Required actions.
• A. Answer these questions from the election commentary:
(i) How many seats does the writer predict Fine Gael will win?
(ii) Between how many seats could Labour lose?
(iii) Which two figures' retirements are named?
• B. Write the next paragraph of the election commentary, picking up after its final sentence.

Given text.
>>>>

Government parties overestimate the chances of sitting, big-name TDs resisting negative swings – Fianna Fáil was wiped out in 2011, high-profile was no refuge. Fine Gael to win between 48 and 54 seats is my present prediction. Fine Gael and Labour believe as the economic recovery deepens and widens it will automatically increase support in parallel with the growth in jobs and GDP.
That’s based on “it’s the economy stupid” perennial wisdom. This ignores ‘exclusion’ factors – those who don’t benefit. These include: areas outside Dublin and large cities; long-term welfare recipients in poverty; legacy- distressed debtors (mortgages and small businesses). Governments are often victims of the demand for “change” for its own sake.
They tend to accumulate disaffected voters on single issues: teachers irked at Junior Cert reform, religious/traditionalists opposed to same-sex marriage, water protesters, public sector workers, victims of the hospital trolley crisis – they’re all waiting in the long grass with their own particular grievance. The scars of austerity will hurt Labour, which could mean losses of between 7 and 14 seats – and more TDs may follow the retirement routes of Ruairi Quinn and Eamon Gilmore.

<<<<

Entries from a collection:
>>>>

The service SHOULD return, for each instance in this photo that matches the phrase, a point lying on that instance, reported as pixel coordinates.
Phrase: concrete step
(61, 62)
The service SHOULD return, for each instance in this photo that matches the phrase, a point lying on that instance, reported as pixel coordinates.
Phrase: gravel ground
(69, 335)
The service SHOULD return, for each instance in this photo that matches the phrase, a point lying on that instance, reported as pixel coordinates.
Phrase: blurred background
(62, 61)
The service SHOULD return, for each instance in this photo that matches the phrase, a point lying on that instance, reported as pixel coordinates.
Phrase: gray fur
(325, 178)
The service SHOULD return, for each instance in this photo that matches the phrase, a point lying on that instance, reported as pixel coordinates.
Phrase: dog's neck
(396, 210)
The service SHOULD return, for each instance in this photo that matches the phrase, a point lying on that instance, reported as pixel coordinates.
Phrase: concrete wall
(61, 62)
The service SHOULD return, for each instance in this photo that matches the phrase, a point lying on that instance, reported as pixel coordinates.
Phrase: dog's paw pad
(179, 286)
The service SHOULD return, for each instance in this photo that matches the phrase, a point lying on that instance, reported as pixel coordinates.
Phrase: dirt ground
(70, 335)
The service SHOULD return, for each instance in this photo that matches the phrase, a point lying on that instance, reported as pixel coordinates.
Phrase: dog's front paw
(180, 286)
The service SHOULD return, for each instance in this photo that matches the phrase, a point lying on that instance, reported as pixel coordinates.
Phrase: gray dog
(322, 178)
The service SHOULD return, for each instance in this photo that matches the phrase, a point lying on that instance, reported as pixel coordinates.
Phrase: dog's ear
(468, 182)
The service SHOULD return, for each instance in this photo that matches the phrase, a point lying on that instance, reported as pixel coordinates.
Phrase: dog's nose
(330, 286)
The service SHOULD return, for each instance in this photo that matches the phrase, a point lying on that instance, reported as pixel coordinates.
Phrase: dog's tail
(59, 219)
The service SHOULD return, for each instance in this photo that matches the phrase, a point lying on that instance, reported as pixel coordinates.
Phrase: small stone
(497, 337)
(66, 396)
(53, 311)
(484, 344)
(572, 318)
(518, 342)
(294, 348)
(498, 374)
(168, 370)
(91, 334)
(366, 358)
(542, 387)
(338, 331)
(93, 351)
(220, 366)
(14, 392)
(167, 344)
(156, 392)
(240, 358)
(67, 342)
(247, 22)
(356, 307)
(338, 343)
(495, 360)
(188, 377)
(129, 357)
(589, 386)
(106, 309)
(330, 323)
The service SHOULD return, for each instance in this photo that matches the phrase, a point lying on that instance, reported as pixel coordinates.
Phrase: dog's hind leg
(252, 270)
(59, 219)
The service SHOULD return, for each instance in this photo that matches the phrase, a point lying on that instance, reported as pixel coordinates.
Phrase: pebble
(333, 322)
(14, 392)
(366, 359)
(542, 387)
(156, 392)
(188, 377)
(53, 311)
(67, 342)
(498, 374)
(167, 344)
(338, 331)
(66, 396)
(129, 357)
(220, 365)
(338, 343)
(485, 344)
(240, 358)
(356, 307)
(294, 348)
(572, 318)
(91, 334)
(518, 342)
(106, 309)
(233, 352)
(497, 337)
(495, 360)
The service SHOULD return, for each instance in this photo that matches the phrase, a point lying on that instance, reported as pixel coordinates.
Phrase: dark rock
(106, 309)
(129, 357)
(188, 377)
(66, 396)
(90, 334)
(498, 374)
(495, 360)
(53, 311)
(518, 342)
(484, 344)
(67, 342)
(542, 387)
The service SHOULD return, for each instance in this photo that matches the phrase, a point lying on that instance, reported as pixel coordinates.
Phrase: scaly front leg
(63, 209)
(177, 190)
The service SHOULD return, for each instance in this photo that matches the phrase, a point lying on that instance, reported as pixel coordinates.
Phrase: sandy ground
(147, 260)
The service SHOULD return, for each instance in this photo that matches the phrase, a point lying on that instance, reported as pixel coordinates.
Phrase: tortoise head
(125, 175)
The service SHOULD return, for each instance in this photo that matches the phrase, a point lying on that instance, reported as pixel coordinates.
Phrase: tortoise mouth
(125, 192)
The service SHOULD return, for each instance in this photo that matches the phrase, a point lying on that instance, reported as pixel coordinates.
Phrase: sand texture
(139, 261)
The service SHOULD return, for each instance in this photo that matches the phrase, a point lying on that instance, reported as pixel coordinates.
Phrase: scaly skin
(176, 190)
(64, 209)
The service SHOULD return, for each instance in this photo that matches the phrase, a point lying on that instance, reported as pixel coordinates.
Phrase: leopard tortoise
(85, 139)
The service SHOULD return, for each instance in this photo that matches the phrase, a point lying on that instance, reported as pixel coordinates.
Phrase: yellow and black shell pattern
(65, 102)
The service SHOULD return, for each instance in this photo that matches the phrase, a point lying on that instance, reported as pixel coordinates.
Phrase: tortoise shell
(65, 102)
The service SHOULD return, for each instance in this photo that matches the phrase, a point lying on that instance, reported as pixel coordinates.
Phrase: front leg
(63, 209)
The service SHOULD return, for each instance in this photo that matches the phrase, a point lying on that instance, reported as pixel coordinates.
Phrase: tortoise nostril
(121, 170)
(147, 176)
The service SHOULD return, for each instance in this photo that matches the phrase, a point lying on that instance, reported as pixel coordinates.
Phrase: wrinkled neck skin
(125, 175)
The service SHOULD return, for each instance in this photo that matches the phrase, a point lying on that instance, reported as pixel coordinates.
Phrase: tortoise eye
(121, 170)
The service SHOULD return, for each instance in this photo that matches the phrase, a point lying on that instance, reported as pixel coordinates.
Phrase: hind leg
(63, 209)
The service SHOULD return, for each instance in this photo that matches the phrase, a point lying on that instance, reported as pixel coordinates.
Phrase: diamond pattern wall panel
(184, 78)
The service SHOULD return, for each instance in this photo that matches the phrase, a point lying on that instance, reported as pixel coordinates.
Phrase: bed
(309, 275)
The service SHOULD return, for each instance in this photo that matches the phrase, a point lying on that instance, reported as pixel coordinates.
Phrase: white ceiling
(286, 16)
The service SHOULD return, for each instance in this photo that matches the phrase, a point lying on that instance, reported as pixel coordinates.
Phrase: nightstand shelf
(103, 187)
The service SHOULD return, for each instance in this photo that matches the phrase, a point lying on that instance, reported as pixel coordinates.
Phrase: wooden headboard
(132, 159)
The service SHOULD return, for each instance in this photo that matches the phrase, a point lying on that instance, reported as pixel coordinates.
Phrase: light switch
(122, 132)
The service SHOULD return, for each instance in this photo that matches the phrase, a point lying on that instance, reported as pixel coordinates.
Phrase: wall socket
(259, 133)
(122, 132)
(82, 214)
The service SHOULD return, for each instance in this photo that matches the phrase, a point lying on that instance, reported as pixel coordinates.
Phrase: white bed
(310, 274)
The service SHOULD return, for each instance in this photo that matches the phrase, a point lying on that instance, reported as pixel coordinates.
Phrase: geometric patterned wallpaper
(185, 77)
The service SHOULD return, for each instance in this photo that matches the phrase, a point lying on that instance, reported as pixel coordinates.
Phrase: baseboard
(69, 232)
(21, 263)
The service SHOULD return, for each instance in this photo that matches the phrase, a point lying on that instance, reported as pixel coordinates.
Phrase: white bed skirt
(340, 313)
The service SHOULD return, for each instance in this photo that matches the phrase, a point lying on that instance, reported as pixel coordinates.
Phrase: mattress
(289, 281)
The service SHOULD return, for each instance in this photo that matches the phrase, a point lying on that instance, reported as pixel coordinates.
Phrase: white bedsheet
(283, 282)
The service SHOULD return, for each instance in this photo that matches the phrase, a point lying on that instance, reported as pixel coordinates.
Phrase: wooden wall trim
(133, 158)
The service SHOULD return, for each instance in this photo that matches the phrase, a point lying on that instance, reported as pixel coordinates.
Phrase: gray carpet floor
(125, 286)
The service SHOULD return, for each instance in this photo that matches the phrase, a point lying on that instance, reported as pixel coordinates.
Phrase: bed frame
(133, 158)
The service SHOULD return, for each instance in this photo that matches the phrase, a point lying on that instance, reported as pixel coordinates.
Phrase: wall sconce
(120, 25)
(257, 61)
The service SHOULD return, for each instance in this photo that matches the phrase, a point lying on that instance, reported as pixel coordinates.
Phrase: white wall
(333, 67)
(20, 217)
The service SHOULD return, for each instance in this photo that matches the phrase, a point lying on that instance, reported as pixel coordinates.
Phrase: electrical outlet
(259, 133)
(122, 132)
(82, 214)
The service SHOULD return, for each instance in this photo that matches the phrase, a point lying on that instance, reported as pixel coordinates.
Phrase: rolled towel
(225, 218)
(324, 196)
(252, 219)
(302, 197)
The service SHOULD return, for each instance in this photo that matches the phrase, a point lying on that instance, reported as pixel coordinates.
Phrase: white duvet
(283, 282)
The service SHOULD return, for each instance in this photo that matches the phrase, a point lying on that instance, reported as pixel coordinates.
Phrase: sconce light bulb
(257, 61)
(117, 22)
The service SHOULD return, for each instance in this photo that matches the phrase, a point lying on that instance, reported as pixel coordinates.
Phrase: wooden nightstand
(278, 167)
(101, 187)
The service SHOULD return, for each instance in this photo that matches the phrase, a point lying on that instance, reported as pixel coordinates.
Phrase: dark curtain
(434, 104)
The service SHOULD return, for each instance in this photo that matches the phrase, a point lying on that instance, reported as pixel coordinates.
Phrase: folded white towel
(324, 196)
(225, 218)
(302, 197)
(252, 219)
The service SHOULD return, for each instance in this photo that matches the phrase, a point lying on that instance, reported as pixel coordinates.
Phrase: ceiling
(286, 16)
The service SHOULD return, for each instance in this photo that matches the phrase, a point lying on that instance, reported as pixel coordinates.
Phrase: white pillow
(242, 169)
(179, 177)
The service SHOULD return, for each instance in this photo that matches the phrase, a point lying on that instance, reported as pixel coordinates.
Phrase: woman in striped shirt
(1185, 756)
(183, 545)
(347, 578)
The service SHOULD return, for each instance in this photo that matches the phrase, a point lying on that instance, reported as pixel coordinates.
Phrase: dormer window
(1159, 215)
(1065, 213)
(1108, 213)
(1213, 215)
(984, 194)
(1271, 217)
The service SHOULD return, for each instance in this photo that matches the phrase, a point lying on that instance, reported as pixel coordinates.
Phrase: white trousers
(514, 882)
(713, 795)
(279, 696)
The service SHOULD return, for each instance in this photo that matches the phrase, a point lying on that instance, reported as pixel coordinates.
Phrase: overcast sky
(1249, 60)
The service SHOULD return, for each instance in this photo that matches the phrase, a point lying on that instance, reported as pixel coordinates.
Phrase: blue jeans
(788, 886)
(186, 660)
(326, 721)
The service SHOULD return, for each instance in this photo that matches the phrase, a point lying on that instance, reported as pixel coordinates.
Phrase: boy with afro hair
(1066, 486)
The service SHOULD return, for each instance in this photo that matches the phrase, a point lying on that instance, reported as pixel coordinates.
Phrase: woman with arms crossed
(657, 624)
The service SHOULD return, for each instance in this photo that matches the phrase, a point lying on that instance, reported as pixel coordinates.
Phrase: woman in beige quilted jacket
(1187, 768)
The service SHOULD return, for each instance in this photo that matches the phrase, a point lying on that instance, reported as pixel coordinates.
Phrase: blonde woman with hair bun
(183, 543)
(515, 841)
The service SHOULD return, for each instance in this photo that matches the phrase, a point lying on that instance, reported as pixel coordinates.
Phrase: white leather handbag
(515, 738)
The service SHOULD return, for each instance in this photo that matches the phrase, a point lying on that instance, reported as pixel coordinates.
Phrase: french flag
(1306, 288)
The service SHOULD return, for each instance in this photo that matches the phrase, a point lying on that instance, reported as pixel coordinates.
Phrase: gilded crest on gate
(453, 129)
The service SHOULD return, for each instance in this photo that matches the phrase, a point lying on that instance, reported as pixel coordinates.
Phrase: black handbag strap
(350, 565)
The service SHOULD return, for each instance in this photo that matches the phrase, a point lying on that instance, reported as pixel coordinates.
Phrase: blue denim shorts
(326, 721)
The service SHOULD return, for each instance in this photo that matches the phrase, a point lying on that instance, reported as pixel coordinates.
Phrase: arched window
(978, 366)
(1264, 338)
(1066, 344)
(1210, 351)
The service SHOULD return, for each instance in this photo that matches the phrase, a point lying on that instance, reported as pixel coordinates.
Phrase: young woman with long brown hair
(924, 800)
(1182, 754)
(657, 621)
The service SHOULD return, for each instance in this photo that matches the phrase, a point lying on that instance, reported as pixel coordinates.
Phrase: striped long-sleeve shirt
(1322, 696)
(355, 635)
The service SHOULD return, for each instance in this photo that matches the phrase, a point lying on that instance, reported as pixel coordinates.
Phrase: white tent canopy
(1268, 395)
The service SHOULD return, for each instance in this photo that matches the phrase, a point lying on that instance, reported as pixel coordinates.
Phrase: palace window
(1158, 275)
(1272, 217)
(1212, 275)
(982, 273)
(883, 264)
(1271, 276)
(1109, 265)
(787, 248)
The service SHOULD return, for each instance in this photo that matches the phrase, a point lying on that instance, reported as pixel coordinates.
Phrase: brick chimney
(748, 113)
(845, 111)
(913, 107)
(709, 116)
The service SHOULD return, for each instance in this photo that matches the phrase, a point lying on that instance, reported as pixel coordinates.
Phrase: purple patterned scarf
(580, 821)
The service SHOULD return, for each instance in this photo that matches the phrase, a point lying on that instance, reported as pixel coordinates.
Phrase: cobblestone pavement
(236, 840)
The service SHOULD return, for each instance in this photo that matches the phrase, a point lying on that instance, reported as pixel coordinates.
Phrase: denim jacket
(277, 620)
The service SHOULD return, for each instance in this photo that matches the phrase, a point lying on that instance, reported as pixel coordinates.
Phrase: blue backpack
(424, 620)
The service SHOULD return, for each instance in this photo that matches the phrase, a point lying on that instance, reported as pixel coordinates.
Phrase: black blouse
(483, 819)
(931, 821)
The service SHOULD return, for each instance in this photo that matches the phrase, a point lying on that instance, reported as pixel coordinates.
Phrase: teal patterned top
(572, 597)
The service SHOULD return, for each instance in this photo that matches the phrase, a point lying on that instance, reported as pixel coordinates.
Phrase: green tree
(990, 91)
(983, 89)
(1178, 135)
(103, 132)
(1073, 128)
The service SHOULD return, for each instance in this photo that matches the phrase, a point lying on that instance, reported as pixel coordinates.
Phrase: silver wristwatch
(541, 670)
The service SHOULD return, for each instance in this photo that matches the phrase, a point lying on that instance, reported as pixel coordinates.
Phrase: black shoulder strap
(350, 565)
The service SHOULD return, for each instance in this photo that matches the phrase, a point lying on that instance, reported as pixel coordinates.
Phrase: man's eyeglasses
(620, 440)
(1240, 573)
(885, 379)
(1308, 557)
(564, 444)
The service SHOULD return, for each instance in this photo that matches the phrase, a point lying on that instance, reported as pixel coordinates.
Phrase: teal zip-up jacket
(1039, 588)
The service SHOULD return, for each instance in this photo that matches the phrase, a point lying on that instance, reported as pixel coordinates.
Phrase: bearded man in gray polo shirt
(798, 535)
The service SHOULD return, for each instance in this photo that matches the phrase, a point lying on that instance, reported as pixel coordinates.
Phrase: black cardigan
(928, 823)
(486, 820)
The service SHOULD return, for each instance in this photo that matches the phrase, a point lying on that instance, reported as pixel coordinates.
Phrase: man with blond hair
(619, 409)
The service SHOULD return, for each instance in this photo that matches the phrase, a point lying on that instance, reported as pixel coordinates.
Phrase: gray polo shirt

<<<<

Outputs by task.
• A.
(i) Between 48 and 54 seats.
(ii) Between 7 and 14 seats.
(iii) Ruairi Quinn and Eamon Gilmore.

• B.
If Fianna Fáil repeats the 24pc performance in the local elections, they could bag up to 36 seats. Best case scenario, this still means Fine Gael will be the largest party in the next Dáil. Fianna Fáil has failed to break through in Dublin and in the East coast/commuter belt generally.
They should win one seat in each four and five- seat constituency which would yield 29 seats. It should win two seats in Cork South Central (out of four) and Carlow/ Kilkenny; two in any of Kerry, Galway West, Donegal, Louth and Wexford. The likelihood is Sinn Féin will eat their lunch in critical marginals. It can win 28 seats, based on consistent polls and strategically well-placed local councillors as sole runners. It is set to be the largest party in the 10 Dublin constituencies. I understand private constituency polls commissioned by the larger parties confirm their individual’s strength on the ground.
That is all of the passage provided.